------ Material to process

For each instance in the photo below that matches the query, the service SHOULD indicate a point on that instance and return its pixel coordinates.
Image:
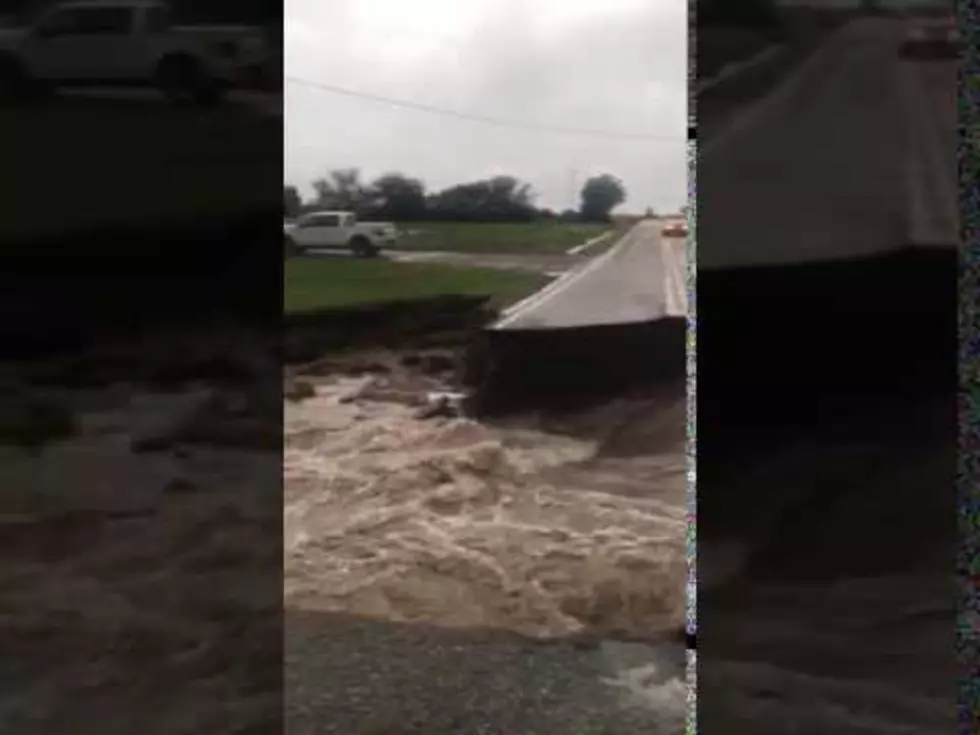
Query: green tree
(600, 195)
(342, 189)
(398, 197)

------------

### Do this
Copy out the data above word for word, leaving out the picture.

### Finished answer
For each instance in the photo below that matches the query, the service SHOULD indicate a point on that instance and return its pixel coordinates.
Image:
Query: green tree
(600, 195)
(342, 189)
(398, 197)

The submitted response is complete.